[BEGIN Source document]
Sometimes I think we make too many excuses for too many people. Though understanding and empathy certainly do help and are most definitely important, at some point we must start to be realistic in evaluating who we are with, what we deserve, and the reality of a situation. And it’s these simple quotes and lessons, like the Frida Kahlo quote above, that remind us of the simplistic nature of many situations staring us directly in the face.

To whoever reading this, if you need to ask for affection, for love, for compliments, for loyalty, for fidelity, for commitment, for support, for respect, if you need to ask for security, stability, for devotion, then simply the person you’re asking from is not for you, because to the right person—assuming you and they are past the age and emotional maturity of adolescence and very early adulthood and are in the right emotional state for dating—this does not even need to be said.

Let me ask you this: If you knew more than anything your partner was the one for you; if you were happy to have them, if you felt lucky to have them, if you appreciated them and cherished them, if you never ever wanted to lose them, if you were decided on them; would you leave them wondering, for prolonged periods of time, if and why they should ask you for appreciation, commitment, love, attention etc?
[END Source document]
**Requests**
(A) Summarize the essay on asking a partner for love in three sentences.
(B) Carry the essay on asking a partner for love forward from its last sentence.
The data that comes next is separate material, unrelated to the essay on asking a partner for love.
[BEGIN Data listing]
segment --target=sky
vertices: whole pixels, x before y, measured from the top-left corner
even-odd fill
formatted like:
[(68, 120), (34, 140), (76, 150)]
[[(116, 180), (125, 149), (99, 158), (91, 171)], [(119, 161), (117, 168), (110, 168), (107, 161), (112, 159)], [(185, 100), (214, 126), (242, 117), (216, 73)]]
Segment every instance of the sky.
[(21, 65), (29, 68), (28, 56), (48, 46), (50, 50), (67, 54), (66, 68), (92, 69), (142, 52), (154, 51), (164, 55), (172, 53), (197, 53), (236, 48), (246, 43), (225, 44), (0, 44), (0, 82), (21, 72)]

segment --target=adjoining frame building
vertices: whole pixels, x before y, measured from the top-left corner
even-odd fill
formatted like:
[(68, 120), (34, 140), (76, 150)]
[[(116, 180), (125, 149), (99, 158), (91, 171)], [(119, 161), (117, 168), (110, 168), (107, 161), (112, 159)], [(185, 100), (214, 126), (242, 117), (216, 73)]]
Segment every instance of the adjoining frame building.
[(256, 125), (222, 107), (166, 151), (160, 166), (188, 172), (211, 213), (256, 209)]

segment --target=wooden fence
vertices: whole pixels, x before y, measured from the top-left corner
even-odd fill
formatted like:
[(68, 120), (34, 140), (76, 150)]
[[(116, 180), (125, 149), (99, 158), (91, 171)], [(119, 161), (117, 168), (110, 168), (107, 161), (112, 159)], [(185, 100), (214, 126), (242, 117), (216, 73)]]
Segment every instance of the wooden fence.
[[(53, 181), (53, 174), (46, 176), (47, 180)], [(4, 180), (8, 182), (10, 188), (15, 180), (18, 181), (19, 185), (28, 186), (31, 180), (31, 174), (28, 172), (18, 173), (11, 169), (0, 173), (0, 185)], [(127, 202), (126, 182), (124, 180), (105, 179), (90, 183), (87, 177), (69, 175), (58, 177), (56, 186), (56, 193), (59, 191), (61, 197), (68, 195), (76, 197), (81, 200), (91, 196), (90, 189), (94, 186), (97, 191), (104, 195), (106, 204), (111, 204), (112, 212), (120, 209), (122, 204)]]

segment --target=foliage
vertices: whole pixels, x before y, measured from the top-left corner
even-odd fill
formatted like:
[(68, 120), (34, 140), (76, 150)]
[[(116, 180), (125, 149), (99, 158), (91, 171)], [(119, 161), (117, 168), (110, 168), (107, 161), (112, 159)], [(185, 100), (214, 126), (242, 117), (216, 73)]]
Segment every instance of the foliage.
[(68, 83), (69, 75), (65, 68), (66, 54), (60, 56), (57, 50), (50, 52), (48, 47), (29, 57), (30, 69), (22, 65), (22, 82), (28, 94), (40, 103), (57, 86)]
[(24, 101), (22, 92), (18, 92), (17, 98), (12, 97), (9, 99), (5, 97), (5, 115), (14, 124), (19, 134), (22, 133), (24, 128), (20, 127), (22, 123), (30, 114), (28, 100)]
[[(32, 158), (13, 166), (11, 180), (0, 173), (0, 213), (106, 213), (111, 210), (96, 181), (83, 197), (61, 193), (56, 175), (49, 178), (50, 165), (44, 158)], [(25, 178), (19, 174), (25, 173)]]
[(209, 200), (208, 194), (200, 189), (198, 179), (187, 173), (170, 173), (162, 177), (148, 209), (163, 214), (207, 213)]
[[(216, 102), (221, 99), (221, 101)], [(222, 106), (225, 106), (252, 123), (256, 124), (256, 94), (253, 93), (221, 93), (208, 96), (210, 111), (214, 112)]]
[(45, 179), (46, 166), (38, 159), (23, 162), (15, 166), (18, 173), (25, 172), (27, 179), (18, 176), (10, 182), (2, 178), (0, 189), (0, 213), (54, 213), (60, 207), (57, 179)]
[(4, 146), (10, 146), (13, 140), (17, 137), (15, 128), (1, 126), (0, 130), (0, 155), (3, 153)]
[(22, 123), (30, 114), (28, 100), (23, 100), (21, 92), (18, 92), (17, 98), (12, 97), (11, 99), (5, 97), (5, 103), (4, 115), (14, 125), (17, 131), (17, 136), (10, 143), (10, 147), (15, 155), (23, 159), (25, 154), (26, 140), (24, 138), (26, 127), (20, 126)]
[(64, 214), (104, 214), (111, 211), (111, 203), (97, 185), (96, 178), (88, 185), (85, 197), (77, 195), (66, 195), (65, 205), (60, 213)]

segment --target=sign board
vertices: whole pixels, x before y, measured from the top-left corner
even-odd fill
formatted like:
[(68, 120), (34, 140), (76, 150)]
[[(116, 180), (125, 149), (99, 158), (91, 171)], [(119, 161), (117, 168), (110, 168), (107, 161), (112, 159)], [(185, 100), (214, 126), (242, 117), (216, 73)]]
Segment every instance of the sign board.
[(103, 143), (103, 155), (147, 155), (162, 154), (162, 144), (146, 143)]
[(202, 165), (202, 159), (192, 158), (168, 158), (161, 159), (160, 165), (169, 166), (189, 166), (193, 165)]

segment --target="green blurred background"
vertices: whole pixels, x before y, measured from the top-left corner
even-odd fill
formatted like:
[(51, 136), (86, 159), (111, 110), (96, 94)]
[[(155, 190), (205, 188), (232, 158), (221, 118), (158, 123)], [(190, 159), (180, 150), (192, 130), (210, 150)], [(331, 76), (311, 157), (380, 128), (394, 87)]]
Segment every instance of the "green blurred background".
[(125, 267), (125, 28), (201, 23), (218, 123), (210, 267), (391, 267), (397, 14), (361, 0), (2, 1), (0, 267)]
[END Data listing]
**The responses**
(A) The writer argues that we make too many excuses for people and must eventually judge realistically who we are with, what we deserve, and what a situation really is. If you have to ask someone for affection, love, loyalty, commitment, support, respect, or security, that person is not for you, because to the right person these things don't need to be said, provided both people are past adolescence and emotionally ready to date. The writer then asks whether, if you truly cherished and felt sure about a partner, you would leave them wondering for long periods whether they should ask you for appreciation, commitment, love, or attention.

(B)
The answer is no, certainly you would not. You wouldn’t want to risk losing them. You wouldn’t want to put them in a situation where they’re hurting or thinking less of themselves or insecure in the relationship. You would feel driven from your heart to give to them in many ways. You would want them to know how much they mean to you, to feel appreciated, and to see how in it you are. So take that as a sign for yourself.

If you find yourself in a position of continuously having to ask (or to manipulate in order to receive) gestures or words of love, loyalty, affection, attraction—beyond the misalignment of love languages and not just for “a phase”— then I will tell you now with full certainty that you should not be with the person you’re with, and you deserve more.

Or as Frida Khalo said, “Because if I have to ask you, I don’t want it anymore.” It’s really that simple, and don’t let yourself be told otherwise.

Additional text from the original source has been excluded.